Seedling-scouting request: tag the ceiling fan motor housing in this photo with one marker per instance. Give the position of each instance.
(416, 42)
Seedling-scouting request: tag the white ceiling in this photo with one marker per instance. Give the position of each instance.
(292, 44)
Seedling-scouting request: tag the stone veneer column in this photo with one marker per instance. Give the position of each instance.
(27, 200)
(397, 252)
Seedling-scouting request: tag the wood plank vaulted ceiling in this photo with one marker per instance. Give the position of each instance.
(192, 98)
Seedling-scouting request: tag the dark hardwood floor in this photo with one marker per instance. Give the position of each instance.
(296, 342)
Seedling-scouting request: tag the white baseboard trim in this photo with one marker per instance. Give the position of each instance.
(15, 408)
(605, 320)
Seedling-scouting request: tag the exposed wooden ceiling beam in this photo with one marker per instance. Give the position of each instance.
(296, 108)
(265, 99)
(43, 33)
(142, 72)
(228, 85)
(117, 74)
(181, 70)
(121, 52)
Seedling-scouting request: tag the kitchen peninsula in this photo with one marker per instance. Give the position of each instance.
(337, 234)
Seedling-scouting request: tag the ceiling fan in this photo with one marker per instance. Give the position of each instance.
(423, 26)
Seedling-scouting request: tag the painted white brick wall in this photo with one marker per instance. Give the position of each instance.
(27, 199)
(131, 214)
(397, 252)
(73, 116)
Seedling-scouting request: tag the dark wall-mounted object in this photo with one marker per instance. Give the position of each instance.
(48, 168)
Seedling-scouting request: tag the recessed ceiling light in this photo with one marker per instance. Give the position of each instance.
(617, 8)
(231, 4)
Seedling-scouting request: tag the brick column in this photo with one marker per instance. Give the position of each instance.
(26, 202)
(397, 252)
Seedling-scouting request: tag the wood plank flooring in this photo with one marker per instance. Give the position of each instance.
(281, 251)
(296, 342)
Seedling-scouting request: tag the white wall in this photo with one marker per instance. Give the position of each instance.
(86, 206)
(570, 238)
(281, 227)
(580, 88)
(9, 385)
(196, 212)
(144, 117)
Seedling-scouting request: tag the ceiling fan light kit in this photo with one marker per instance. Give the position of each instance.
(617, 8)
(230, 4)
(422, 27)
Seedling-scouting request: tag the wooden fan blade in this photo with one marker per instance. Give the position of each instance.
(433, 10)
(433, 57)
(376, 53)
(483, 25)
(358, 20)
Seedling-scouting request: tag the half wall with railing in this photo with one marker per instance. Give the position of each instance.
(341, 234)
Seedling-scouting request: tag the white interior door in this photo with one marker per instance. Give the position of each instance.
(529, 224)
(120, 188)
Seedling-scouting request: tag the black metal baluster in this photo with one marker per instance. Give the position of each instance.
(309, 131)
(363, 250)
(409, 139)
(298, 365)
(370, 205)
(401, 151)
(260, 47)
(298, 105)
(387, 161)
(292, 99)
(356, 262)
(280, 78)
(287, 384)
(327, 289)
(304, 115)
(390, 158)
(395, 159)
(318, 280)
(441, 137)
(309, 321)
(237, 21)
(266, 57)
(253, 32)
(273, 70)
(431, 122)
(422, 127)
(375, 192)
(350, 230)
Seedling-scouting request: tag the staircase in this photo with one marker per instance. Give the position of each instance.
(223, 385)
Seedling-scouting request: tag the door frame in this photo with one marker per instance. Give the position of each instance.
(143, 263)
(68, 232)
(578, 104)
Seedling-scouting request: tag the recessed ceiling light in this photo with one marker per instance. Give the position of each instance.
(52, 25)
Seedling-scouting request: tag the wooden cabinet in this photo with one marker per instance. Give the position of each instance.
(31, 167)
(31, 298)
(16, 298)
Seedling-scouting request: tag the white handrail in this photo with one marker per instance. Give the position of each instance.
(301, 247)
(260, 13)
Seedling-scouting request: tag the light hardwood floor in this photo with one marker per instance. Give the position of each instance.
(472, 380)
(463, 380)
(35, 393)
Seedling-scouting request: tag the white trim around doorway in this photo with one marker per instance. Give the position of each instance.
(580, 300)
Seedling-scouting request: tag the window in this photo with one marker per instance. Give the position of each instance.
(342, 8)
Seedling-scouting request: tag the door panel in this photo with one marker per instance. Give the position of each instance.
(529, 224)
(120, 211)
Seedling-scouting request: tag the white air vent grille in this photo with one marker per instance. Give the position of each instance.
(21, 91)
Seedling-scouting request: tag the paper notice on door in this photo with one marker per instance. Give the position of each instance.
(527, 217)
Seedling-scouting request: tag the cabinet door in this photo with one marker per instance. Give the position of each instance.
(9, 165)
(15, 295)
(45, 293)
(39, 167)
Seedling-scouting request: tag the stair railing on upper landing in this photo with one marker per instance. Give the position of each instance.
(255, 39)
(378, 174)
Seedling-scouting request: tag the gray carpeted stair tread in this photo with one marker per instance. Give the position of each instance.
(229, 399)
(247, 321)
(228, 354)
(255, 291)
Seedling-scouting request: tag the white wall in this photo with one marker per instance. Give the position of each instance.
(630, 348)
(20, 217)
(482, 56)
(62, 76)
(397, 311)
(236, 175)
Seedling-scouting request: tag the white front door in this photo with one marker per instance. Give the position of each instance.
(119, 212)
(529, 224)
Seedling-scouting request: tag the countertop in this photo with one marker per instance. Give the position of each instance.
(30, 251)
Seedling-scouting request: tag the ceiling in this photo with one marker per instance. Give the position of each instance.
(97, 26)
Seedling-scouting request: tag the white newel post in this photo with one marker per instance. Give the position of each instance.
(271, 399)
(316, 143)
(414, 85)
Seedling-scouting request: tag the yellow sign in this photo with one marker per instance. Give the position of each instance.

* * *

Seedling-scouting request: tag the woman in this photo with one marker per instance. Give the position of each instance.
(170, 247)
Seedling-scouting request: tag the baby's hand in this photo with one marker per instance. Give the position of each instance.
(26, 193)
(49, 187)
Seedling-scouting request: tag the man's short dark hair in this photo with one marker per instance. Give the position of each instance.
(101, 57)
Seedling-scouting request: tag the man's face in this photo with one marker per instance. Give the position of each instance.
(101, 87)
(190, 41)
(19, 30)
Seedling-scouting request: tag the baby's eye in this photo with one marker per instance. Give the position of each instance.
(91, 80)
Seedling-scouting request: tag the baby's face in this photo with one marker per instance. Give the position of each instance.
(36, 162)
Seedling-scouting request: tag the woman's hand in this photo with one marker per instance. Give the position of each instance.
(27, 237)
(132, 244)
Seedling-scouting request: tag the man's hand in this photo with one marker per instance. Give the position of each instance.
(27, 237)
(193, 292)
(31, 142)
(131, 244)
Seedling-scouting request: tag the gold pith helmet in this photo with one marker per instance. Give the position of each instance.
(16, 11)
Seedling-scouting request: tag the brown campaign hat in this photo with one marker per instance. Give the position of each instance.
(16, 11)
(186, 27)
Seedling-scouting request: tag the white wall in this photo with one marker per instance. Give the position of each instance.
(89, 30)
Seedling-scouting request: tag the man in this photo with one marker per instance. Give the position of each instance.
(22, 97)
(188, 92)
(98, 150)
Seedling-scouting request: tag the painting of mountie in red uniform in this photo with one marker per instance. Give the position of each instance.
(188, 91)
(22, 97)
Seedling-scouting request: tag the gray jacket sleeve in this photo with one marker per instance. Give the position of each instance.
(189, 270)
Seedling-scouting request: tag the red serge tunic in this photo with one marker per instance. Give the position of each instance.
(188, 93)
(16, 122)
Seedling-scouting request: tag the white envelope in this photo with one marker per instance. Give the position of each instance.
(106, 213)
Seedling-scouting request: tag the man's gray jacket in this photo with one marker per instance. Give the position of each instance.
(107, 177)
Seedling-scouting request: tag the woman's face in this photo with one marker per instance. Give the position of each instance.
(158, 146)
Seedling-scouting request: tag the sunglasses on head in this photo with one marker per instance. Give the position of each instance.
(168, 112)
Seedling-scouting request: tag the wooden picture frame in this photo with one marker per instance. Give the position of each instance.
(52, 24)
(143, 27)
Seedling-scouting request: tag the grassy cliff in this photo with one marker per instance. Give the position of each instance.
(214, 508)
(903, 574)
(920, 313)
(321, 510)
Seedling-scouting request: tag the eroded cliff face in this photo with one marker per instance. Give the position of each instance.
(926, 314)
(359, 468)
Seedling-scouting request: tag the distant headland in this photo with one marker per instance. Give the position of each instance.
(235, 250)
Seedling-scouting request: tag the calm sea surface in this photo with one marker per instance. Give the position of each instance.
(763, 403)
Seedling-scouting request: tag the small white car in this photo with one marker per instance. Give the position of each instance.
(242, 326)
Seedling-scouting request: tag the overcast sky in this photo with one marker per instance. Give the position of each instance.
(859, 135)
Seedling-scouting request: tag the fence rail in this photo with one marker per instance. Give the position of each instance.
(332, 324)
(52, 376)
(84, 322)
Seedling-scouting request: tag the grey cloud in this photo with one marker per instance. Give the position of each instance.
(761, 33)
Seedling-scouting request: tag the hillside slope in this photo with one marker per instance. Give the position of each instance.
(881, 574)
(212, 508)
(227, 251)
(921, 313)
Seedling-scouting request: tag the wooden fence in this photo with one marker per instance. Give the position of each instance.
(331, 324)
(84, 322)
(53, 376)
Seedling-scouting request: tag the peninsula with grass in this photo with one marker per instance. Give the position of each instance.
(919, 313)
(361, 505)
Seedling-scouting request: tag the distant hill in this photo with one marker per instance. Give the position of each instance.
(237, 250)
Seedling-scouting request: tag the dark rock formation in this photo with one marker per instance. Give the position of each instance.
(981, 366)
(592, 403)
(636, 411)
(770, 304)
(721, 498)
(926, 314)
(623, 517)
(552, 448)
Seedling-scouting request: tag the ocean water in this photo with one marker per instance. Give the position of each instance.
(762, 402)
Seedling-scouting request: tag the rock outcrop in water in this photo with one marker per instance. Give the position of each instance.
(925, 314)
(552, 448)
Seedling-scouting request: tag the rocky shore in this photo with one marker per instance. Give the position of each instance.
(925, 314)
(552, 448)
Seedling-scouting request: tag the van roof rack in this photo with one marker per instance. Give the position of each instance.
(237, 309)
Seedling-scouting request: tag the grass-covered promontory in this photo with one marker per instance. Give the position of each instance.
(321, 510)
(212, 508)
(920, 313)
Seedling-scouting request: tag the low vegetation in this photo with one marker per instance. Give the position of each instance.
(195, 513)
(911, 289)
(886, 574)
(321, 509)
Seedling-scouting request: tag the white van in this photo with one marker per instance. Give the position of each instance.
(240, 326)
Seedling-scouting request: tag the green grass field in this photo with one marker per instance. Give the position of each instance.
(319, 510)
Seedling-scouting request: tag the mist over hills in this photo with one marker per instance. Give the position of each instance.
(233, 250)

...

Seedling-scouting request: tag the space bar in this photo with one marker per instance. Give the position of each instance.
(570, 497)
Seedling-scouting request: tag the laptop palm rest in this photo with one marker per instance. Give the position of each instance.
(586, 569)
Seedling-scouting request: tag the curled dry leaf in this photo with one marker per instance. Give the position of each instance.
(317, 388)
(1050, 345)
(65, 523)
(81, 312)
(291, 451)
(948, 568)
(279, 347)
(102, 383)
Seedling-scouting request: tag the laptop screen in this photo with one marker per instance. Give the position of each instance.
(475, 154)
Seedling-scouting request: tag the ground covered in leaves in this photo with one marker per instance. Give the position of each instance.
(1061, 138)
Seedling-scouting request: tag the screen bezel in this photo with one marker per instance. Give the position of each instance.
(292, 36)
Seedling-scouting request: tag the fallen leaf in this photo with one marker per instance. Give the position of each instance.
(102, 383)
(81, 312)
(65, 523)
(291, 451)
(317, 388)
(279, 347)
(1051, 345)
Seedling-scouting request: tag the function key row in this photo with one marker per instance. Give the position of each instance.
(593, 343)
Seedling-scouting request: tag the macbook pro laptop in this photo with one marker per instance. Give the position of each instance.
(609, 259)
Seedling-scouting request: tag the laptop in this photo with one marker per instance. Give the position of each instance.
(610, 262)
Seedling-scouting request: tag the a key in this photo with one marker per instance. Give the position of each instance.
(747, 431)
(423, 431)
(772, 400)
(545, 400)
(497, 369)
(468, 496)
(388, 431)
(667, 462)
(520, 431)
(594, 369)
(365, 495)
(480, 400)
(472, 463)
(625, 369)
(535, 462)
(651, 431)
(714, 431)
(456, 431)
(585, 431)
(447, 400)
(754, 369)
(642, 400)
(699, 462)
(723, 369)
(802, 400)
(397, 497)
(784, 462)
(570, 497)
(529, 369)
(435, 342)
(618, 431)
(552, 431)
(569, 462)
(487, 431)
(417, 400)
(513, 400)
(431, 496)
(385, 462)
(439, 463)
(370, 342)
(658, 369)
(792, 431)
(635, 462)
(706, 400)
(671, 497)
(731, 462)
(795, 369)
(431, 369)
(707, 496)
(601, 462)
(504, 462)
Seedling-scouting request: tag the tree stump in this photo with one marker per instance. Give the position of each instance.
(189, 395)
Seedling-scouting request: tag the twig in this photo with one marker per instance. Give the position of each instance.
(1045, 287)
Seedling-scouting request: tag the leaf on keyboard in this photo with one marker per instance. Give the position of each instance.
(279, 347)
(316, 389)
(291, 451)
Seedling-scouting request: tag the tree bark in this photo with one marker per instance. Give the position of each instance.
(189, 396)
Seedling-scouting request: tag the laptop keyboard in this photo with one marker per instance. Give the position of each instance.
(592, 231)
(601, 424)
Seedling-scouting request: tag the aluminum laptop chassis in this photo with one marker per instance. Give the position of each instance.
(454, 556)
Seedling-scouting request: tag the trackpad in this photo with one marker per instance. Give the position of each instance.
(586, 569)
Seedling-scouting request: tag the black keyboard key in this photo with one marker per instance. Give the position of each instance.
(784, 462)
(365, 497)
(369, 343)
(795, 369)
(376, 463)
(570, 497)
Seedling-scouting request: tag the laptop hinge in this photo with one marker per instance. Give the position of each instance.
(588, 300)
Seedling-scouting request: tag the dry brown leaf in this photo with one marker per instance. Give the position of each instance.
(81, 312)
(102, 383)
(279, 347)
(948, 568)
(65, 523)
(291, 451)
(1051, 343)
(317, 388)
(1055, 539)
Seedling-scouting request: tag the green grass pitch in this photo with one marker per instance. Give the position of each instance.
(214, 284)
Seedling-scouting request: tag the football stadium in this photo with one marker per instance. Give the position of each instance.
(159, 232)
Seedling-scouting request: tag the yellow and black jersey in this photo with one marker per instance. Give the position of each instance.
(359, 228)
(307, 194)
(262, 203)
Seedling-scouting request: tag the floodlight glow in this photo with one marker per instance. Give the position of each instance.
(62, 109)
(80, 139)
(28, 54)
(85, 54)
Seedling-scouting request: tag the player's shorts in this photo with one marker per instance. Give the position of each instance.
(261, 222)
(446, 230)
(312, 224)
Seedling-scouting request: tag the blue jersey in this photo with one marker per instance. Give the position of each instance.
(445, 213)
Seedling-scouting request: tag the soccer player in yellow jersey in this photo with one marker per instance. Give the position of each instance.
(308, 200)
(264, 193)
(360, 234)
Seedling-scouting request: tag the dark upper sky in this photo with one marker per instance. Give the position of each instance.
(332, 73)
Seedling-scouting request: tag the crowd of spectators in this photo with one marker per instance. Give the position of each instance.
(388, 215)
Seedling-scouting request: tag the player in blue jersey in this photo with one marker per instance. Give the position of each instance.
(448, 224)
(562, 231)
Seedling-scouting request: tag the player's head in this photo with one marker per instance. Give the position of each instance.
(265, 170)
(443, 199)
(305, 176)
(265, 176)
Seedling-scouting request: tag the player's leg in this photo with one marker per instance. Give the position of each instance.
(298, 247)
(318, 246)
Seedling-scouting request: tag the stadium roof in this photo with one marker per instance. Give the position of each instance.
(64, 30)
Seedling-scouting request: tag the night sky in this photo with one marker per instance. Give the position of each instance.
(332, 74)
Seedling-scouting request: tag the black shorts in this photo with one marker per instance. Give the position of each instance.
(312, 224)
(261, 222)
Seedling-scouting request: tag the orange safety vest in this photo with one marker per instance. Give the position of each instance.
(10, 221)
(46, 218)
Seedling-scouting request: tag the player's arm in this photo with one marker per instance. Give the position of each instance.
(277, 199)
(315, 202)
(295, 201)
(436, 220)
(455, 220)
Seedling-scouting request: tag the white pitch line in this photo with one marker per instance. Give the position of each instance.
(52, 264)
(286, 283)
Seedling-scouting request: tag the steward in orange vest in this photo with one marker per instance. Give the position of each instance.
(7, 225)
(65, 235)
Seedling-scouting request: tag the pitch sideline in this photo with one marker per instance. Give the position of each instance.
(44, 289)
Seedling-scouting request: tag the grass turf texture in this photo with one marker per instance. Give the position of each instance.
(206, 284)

Problem to solve:
Can you reproduce the items starting with the line with "Seedling-scouting request: tag the stair railing" and going on through the line with "Seedling-scouting request: tag the yellow sign", switching "marker" to "pin" and leaving everything else unchanged?

Result below:
Seedling-scouting request: tag the stair railing on upper landing in this photo with one pin per instance. Give the position of each instance.
(255, 39)
(378, 174)
Seedling-scouting request: tag the gray carpeted stair tread in this photo with one pin per instance. Give the position of each instance.
(229, 399)
(247, 321)
(228, 354)
(255, 291)
Seedling-scouting request: tag the white wall in this photo with one pin per instance. Give the position of each instance.
(630, 348)
(20, 217)
(482, 56)
(62, 76)
(397, 311)
(236, 175)
Seedling-scouting request: tag the white front door in this photo with one pin per instance. Give the position of each instance.
(119, 212)
(529, 224)
Seedling-scouting request: tag the countertop in this photo with one pin per instance. Give the position of each instance.
(30, 251)
Seedling-scouting request: tag the ceiling in this photo with one pin per instance. Give the position of each instance.
(97, 26)
Seedling-scouting request: tag the white newel post in this photo with one pin per instance. Give the position of each instance.
(271, 399)
(316, 143)
(414, 85)
Seedling-scouting request: tag the yellow sign in this photo with one pin per instance. Give the position of each instance.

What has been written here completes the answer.